**Task details:**
Extract every one of the lines below that contains the string "buds". Treat the match as case-sensitive.

::: Dataset records :::

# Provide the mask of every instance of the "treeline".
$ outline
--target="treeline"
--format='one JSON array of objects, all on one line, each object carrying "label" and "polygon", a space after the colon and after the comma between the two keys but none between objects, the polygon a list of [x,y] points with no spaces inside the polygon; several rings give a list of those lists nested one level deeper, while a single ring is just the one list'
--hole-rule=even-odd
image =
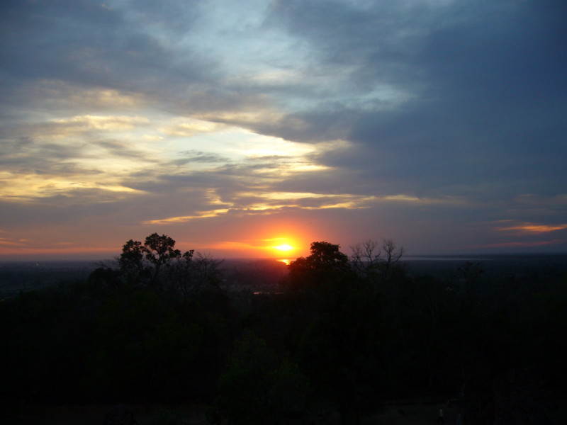
[{"label": "treeline", "polygon": [[439,396],[466,423],[551,423],[565,390],[567,280],[495,281],[468,263],[410,276],[391,241],[314,242],[280,293],[235,303],[220,261],[165,235],[86,282],[0,303],[4,400],[210,405],[210,423],[284,424]]}]

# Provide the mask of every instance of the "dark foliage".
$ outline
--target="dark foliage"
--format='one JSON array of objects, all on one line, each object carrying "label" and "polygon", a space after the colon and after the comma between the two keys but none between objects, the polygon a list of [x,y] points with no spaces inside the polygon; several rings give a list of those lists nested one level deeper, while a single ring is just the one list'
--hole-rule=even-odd
[{"label": "dark foliage", "polygon": [[[283,290],[243,300],[221,289],[220,261],[150,236],[84,282],[0,302],[6,402],[205,400],[211,421],[333,409],[358,424],[388,400],[433,395],[467,423],[535,425],[565,392],[564,268],[498,274],[469,262],[420,276],[390,241],[351,259],[320,242]],[[247,270],[230,288],[245,276],[263,284]]]}]

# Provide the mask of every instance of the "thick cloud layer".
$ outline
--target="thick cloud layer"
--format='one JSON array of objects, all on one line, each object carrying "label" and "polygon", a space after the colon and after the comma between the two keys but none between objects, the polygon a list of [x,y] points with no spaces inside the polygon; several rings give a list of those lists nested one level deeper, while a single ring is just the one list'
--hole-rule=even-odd
[{"label": "thick cloud layer", "polygon": [[0,8],[4,256],[567,249],[562,2]]}]

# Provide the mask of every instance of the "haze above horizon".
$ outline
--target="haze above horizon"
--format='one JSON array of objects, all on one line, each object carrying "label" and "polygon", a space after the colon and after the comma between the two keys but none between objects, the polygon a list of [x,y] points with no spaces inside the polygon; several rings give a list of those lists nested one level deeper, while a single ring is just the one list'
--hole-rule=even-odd
[{"label": "haze above horizon", "polygon": [[100,259],[153,232],[219,258],[384,238],[567,252],[566,18],[536,0],[4,2],[0,260]]}]

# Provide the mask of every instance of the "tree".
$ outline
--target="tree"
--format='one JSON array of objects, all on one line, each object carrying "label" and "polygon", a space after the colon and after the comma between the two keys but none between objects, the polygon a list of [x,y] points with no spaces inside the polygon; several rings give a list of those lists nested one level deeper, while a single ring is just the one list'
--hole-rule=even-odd
[{"label": "tree", "polygon": [[300,366],[341,424],[359,424],[365,400],[379,397],[379,297],[329,242],[313,242],[310,256],[292,261],[286,283],[303,319]]},{"label": "tree", "polygon": [[290,263],[286,280],[288,289],[310,292],[340,280],[351,273],[349,258],[339,251],[339,246],[320,242],[311,244],[311,254]]},{"label": "tree", "polygon": [[364,278],[374,282],[390,278],[404,254],[403,246],[398,249],[392,239],[383,239],[382,249],[376,241],[371,239],[350,249],[353,268]]},{"label": "tree", "polygon": [[222,261],[191,249],[181,254],[175,241],[152,233],[142,244],[130,239],[118,259],[123,280],[134,285],[169,289],[187,295],[196,289],[216,286]]},{"label": "tree", "polygon": [[246,332],[220,377],[211,419],[235,425],[278,424],[308,412],[310,387],[293,363],[281,361],[264,340]]}]

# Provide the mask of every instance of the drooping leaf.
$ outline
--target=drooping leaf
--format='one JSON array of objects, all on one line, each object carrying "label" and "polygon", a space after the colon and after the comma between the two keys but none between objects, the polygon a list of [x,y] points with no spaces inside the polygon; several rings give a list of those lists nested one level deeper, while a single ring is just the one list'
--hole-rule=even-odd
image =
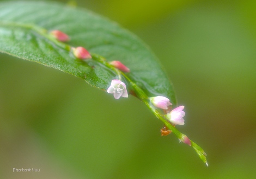
[{"label": "drooping leaf", "polygon": [[131,69],[127,75],[148,96],[163,95],[176,105],[172,84],[157,58],[117,23],[86,9],[52,2],[0,3],[0,52],[69,73],[106,90],[116,73],[93,60],[75,59],[65,44],[48,37],[48,31],[55,29],[69,35],[69,46],[84,47],[109,61],[120,61]]}]

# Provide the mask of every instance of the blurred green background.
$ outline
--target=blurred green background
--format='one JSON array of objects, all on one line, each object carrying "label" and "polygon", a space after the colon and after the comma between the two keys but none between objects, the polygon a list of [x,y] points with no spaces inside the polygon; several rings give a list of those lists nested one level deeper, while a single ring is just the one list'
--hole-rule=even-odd
[{"label": "blurred green background", "polygon": [[255,178],[255,1],[76,3],[151,48],[185,106],[185,125],[177,127],[203,148],[209,166],[173,135],[161,137],[162,123],[135,98],[116,100],[1,54],[1,178]]}]

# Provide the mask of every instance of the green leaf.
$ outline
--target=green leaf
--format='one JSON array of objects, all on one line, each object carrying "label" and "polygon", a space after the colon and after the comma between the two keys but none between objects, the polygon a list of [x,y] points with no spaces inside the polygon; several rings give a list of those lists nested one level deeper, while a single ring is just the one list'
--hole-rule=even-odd
[{"label": "green leaf", "polygon": [[[86,9],[46,2],[0,4],[0,52],[35,61],[81,78],[106,90],[117,73],[93,60],[76,60],[70,47],[83,46],[108,61],[119,60],[127,76],[148,97],[163,95],[174,105],[172,84],[159,60],[138,37],[118,24]],[[68,34],[68,45],[48,35],[58,29]]]},{"label": "green leaf", "polygon": [[[57,41],[49,33],[52,30],[65,33],[71,41]],[[78,46],[86,48],[92,59],[75,58],[72,48]],[[130,92],[182,141],[184,135],[164,118],[162,113],[167,111],[160,112],[149,101],[149,97],[161,95],[176,106],[172,84],[158,59],[138,37],[108,20],[52,3],[0,3],[0,52],[71,74],[104,91],[111,80],[122,78]],[[108,62],[113,60],[120,61],[131,72],[124,74]],[[204,151],[190,141],[208,165]]]}]

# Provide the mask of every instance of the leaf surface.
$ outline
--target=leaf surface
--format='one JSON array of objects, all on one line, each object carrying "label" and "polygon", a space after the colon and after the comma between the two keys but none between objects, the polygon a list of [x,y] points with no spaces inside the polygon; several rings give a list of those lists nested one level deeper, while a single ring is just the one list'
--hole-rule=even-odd
[{"label": "leaf surface", "polygon": [[159,60],[140,39],[117,23],[61,4],[0,3],[0,52],[61,70],[106,90],[116,73],[93,60],[74,58],[65,44],[58,46],[47,37],[55,29],[69,35],[69,46],[83,46],[108,61],[120,61],[131,69],[127,75],[148,96],[166,96],[176,105],[172,84]]}]

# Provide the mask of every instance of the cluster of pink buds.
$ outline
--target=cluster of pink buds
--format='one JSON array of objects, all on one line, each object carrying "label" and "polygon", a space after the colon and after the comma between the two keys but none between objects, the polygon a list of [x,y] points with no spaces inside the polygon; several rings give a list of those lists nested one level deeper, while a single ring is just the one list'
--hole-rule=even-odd
[{"label": "cluster of pink buds", "polygon": [[[69,41],[70,38],[68,35],[59,30],[52,30],[50,34],[55,39],[60,42]],[[82,47],[72,47],[71,48],[74,55],[79,59],[92,59],[89,52]]]},{"label": "cluster of pink buds", "polygon": [[[172,105],[169,99],[161,96],[149,98],[149,100],[155,107],[163,110],[167,110],[168,106]],[[184,106],[176,107],[164,115],[164,117],[174,125],[184,125],[183,117],[185,114],[182,111],[184,108]]]},{"label": "cluster of pink buds", "polygon": [[72,48],[73,54],[80,59],[92,59],[92,56],[87,49],[83,47]]}]

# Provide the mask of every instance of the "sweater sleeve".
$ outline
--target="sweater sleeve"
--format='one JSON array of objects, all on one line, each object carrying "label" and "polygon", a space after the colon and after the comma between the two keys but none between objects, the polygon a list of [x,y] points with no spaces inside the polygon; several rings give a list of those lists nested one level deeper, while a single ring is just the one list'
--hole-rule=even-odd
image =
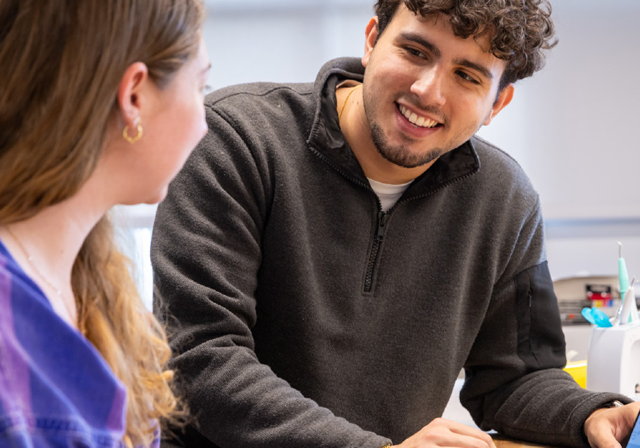
[{"label": "sweater sleeve", "polygon": [[588,447],[584,421],[627,397],[586,391],[566,364],[553,282],[544,259],[539,202],[520,231],[509,266],[465,365],[462,404],[483,430],[557,446]]},{"label": "sweater sleeve", "polygon": [[275,174],[230,118],[208,108],[207,120],[210,132],[158,209],[152,241],[154,311],[197,420],[187,435],[223,448],[381,448],[390,441],[305,398],[257,358],[251,329]]}]

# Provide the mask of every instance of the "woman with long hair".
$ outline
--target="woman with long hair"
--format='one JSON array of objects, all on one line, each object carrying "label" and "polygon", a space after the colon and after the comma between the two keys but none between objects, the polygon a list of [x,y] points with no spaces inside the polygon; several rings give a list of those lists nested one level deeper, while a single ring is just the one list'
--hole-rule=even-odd
[{"label": "woman with long hair", "polygon": [[200,0],[0,0],[0,446],[150,446],[170,351],[107,212],[205,135]]}]

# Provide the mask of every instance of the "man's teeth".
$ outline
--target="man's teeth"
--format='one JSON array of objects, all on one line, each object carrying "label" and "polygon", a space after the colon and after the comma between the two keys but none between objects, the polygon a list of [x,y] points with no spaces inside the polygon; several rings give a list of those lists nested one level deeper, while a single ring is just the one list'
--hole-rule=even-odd
[{"label": "man's teeth", "polygon": [[407,120],[409,120],[411,123],[415,124],[416,126],[420,126],[422,128],[433,128],[438,124],[437,121],[433,121],[428,118],[424,118],[416,115],[415,112],[411,112],[402,104],[399,104],[398,106],[400,109],[400,113],[404,115],[407,118]]}]

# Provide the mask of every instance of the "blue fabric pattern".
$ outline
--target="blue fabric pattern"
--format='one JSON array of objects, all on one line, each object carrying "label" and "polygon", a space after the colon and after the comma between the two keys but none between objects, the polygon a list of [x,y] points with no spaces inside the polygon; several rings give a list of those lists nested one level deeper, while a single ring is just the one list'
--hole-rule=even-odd
[{"label": "blue fabric pattern", "polygon": [[123,447],[126,390],[0,242],[0,447]]}]

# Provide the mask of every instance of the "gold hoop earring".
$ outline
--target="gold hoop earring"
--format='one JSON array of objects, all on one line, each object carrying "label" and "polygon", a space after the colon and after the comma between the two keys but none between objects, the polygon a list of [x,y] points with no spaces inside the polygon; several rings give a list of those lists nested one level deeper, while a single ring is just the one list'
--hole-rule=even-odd
[{"label": "gold hoop earring", "polygon": [[136,117],[136,119],[133,120],[133,124],[138,131],[138,133],[134,137],[131,137],[129,135],[129,125],[126,125],[124,127],[124,130],[122,131],[122,136],[124,137],[124,139],[131,144],[134,144],[142,138],[142,125],[140,124],[140,117]]}]

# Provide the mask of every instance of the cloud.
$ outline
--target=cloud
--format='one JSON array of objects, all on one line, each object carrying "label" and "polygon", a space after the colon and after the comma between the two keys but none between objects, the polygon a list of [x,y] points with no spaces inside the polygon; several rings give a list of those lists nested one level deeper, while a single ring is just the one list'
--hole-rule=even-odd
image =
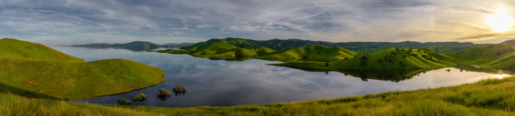
[{"label": "cloud", "polygon": [[507,0],[52,2],[0,1],[0,37],[61,40],[39,41],[64,45],[100,38],[169,43],[226,37],[474,41],[515,34],[491,34],[486,21],[500,11],[515,14],[509,12],[515,2]]}]

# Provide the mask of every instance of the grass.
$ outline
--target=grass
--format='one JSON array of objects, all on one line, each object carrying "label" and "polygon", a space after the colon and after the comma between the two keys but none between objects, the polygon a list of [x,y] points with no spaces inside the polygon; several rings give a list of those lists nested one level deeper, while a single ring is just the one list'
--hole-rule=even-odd
[{"label": "grass", "polygon": [[[77,100],[126,92],[164,81],[163,71],[130,60],[84,62],[41,44],[13,39],[3,39],[0,43],[2,47],[11,46],[1,49],[7,53],[0,56],[0,90],[19,95]],[[26,53],[33,51],[38,52]]]},{"label": "grass", "polygon": [[317,45],[272,52],[269,55],[254,58],[266,59],[307,59],[313,61],[330,62],[352,58],[357,53],[355,52],[341,48]]},{"label": "grass", "polygon": [[[369,55],[359,54],[348,60],[331,62],[329,62],[329,66],[324,65],[325,62],[290,62],[273,65],[308,69],[357,71],[431,69],[456,65],[437,58],[430,59],[428,58],[429,55],[423,51],[419,51],[417,49],[411,51],[413,52],[410,51],[408,53],[408,52],[400,52],[396,49],[387,49]],[[392,52],[397,53],[396,55]],[[416,56],[413,54],[416,54]],[[366,59],[362,58],[364,56],[366,56],[365,57]],[[380,60],[380,59],[381,60]],[[390,61],[389,59],[390,59],[393,60]]]},{"label": "grass", "polygon": [[515,77],[452,87],[231,107],[98,105],[0,93],[2,115],[510,115],[514,111]]}]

:::

**The response:**
# Provide the mask of every instance of the cluster of pink buds.
--target=cluster of pink buds
[{"label": "cluster of pink buds", "polygon": [[[69,41],[70,38],[68,35],[59,30],[52,30],[50,34],[55,39],[60,42]],[[82,47],[72,47],[71,48],[74,55],[79,59],[92,59],[89,52]]]},{"label": "cluster of pink buds", "polygon": [[[172,105],[169,99],[161,96],[149,98],[149,100],[155,107],[163,110],[167,110],[168,106]],[[184,106],[176,107],[164,115],[164,117],[174,125],[184,125],[183,117],[185,114],[182,111],[184,108]]]},{"label": "cluster of pink buds", "polygon": [[72,48],[73,54],[80,59],[92,59],[92,56],[87,49],[83,47]]}]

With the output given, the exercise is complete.